# Given text
    Am I able to recognize the support that is coming to me to help me make the next step both internally (Inner Guide) and externally?
    Do I continually focus on my weaknesses without appreciating and celebrating my strengths as well?
    How much time and effort do I put into overcoming my limitations? If I don’t give much attention then am I really serious about wanting to overcome them?

    It was very helpful for me to read your post, Victoria, where you said:
    “It is never about the end result or the situation itself. The real point is my process of learning and the transformation of the way in which I see, approach and understand what is before me.”

    I realize that I often keep focusing on the end result I want, or the change I want to see in myself, and not on my learning process or the way I view or approach it. So thank you very much for that!

    Madhavi, I could really identify your comment about how we can get caught up in trying to intellectualize our way out of a limitation. I would really like to hear more about how you avoid that and what other approaches we can take instead.

    I agree with you that we get a very different feeling when we focus on our spiritual goals with the view that every small step “will be done with enjoyment and with the fullness of my being”. I will have to work on that one!!

    • Victoria says:

      Hi Marlene. As I read your post, and in particular, your question about ways to avoid the trap of intellectualising, I thought I would share one thing that I try, once I recognise that I am trying to intellectualise my way out and getting no where! Instead of focusing on the issue, possible solutions, justifications, defenses, avoidance techniques, who is responsible and all the rest, I try to shift the focus to myself, with the question, “what is the lesson here for me?” Once I do that, I find it helps. Perhaps not immediately, but then I know that the question is out there, and the answers are being drawn to me as a result of asking the question. It helps me to begin to see the underlying point of the situation as the underlying point is always about me in terms of some limitation or pattern etc.

# Information
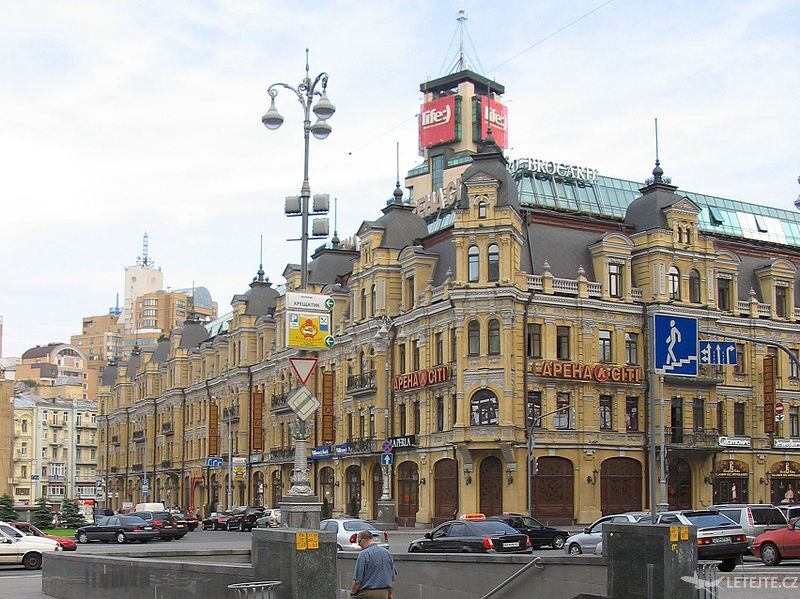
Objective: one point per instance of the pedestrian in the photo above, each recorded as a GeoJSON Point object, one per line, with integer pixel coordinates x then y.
{"type": "Point", "coordinates": [374, 573]}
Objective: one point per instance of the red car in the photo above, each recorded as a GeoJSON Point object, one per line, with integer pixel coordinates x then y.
{"type": "Point", "coordinates": [776, 545]}
{"type": "Point", "coordinates": [66, 543]}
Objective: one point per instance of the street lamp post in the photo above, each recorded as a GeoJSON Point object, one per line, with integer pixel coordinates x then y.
{"type": "Point", "coordinates": [531, 445]}
{"type": "Point", "coordinates": [306, 91]}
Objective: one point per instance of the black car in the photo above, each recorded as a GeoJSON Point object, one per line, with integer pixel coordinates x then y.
{"type": "Point", "coordinates": [164, 523]}
{"type": "Point", "coordinates": [119, 529]}
{"type": "Point", "coordinates": [480, 536]}
{"type": "Point", "coordinates": [539, 534]}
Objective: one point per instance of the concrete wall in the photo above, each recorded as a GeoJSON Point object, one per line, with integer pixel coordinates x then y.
{"type": "Point", "coordinates": [463, 576]}
{"type": "Point", "coordinates": [198, 574]}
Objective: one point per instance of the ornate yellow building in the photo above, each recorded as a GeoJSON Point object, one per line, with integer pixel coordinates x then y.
{"type": "Point", "coordinates": [518, 303]}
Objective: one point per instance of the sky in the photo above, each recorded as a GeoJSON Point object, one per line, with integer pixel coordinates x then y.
{"type": "Point", "coordinates": [118, 118]}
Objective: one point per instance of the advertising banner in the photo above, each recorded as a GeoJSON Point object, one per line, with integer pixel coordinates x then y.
{"type": "Point", "coordinates": [437, 122]}
{"type": "Point", "coordinates": [308, 330]}
{"type": "Point", "coordinates": [494, 115]}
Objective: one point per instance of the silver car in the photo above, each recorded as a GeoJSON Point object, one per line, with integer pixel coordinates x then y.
{"type": "Point", "coordinates": [586, 541]}
{"type": "Point", "coordinates": [347, 530]}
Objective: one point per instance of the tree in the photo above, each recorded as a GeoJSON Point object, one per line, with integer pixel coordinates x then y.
{"type": "Point", "coordinates": [71, 516]}
{"type": "Point", "coordinates": [7, 511]}
{"type": "Point", "coordinates": [42, 515]}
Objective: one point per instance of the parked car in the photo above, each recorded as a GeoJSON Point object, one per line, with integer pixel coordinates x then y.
{"type": "Point", "coordinates": [215, 521]}
{"type": "Point", "coordinates": [164, 523]}
{"type": "Point", "coordinates": [586, 541]}
{"type": "Point", "coordinates": [66, 543]}
{"type": "Point", "coordinates": [718, 537]}
{"type": "Point", "coordinates": [19, 548]}
{"type": "Point", "coordinates": [269, 519]}
{"type": "Point", "coordinates": [472, 536]}
{"type": "Point", "coordinates": [790, 511]}
{"type": "Point", "coordinates": [774, 546]}
{"type": "Point", "coordinates": [119, 529]}
{"type": "Point", "coordinates": [754, 518]}
{"type": "Point", "coordinates": [190, 521]}
{"type": "Point", "coordinates": [539, 534]}
{"type": "Point", "coordinates": [347, 530]}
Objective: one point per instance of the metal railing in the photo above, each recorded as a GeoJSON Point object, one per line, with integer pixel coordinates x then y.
{"type": "Point", "coordinates": [267, 589]}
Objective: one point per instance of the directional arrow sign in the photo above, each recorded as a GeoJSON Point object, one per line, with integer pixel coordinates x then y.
{"type": "Point", "coordinates": [303, 367]}
{"type": "Point", "coordinates": [303, 403]}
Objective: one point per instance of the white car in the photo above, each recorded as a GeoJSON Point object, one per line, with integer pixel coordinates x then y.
{"type": "Point", "coordinates": [270, 519]}
{"type": "Point", "coordinates": [347, 530]}
{"type": "Point", "coordinates": [587, 541]}
{"type": "Point", "coordinates": [18, 548]}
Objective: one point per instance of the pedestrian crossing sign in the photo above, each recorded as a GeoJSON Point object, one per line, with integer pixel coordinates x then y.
{"type": "Point", "coordinates": [675, 345]}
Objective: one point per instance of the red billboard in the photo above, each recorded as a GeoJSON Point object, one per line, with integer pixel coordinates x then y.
{"type": "Point", "coordinates": [494, 115]}
{"type": "Point", "coordinates": [437, 122]}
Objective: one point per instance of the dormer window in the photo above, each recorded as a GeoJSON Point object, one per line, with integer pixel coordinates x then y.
{"type": "Point", "coordinates": [674, 279]}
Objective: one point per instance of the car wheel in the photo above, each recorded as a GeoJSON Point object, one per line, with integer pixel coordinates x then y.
{"type": "Point", "coordinates": [32, 561]}
{"type": "Point", "coordinates": [727, 565]}
{"type": "Point", "coordinates": [770, 555]}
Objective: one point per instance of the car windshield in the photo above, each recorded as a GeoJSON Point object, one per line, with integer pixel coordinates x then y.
{"type": "Point", "coordinates": [491, 527]}
{"type": "Point", "coordinates": [767, 515]}
{"type": "Point", "coordinates": [708, 519]}
{"type": "Point", "coordinates": [352, 525]}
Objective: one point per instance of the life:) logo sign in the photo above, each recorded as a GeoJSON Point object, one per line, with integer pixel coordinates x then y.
{"type": "Point", "coordinates": [437, 123]}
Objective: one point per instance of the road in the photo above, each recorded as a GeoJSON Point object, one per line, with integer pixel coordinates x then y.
{"type": "Point", "coordinates": [748, 580]}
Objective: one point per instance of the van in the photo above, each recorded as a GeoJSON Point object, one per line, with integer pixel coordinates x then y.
{"type": "Point", "coordinates": [150, 507]}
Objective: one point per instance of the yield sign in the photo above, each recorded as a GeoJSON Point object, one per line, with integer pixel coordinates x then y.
{"type": "Point", "coordinates": [303, 367]}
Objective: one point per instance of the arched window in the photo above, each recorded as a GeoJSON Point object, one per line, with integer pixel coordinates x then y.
{"type": "Point", "coordinates": [474, 337]}
{"type": "Point", "coordinates": [694, 287]}
{"type": "Point", "coordinates": [474, 264]}
{"type": "Point", "coordinates": [494, 337]}
{"type": "Point", "coordinates": [363, 304]}
{"type": "Point", "coordinates": [483, 408]}
{"type": "Point", "coordinates": [674, 279]}
{"type": "Point", "coordinates": [494, 262]}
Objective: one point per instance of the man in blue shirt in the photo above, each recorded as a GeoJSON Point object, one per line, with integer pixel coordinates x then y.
{"type": "Point", "coordinates": [374, 573]}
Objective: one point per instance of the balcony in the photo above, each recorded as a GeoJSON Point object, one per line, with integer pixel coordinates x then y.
{"type": "Point", "coordinates": [361, 383]}
{"type": "Point", "coordinates": [679, 438]}
{"type": "Point", "coordinates": [363, 446]}
{"type": "Point", "coordinates": [279, 404]}
{"type": "Point", "coordinates": [230, 414]}
{"type": "Point", "coordinates": [281, 455]}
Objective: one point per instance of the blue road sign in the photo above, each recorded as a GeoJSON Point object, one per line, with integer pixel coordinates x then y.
{"type": "Point", "coordinates": [675, 345]}
{"type": "Point", "coordinates": [717, 352]}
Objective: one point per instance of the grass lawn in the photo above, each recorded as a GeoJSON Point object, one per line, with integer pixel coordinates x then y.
{"type": "Point", "coordinates": [60, 532]}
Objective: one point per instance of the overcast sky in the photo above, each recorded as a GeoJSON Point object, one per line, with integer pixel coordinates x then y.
{"type": "Point", "coordinates": [123, 117]}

# Assigned task A
Say whether each statement agrees with the comment thread about overcoming limitations, answering yes or no and quoting the deciding words: (i) Victoria shifts the focus to herself by asking what the lesson is for her; (ii) the writer who addresses Madhavi already knows how to avoid intellectualizing; (iii) Victoria says asking her question always helps immediately.
# Assigned task B
Resume the comment thread about overcoming limitations from where it stops.
The lines play no part in what is asked here.

# Task answer A
(i) Yes: "I try to shift the focus to myself, with the question, “what is the lesson here for me?”"
(ii) No: "I would really like to hear more about how you avoid that and what other approaches we can take instead."
(iii) No: "Perhaps not immediately, but then I know that the question is out there"

# Task answer B
      With love
      Victoria xx

      • Marlene says:

        Victoria, I agree that it would be a good approach to look for the lesson in it for me and therefore not get distracted by all the peripherals, and it would likely take me to the heart of the matter sooner. It can also empower me to see the choices I have to deal with it if I really want some change or transformation.

        I also appreciated the reminder that once I ask the question about ‘what is the lesson in it for me?’ the answers are being drawn to me as a result of asking.

        Thanks for sharing your thoughts and offering these comments, Victoria.

  2. Victoria says:

    Namaskar Madhavi, yet again, thank you for this post. It resonates very strongly, not least as I feel like my limitations are lining up and slapping me in the face of late. One thing that comes up as I read your post is that of awareness. One of the many things I aspire to is greater awareness, not least to be able to catch the discomfort and dis-ease earlier than I do. I suspect this would reduce the need for the face slapping phase.

    I had a situation come to a major head yesterday and I spent much of the day in a state of stress and distress. Later on, I saw the story line, which involves a deep and very resilient pattern, within which there are a number of habits and tendencies. The way this all unfolded was quite something and I felt a sense of awe at being able to connect the dots (hopefully in the right order) and yet again at the way the Universe works.

    In trying to intellectualise the situation, I got no where. What then came up was the thought that it is never about the end result or the situation itself. The real point is my process of learning and the transformation of the way in which I see, approach and understand what is before me. With that, I felt an almost instant lifting of the weight of the situation.

    This all tells me much about what and how I see things in general, and about myself in particular. I see very clearly my tendency to focus on the negative that I see, to the extent that I am at times unable to see anything else. So there is a lot of feeling overwhelmed and not nearly enough celebration.

    I could go on still more but will leave it there.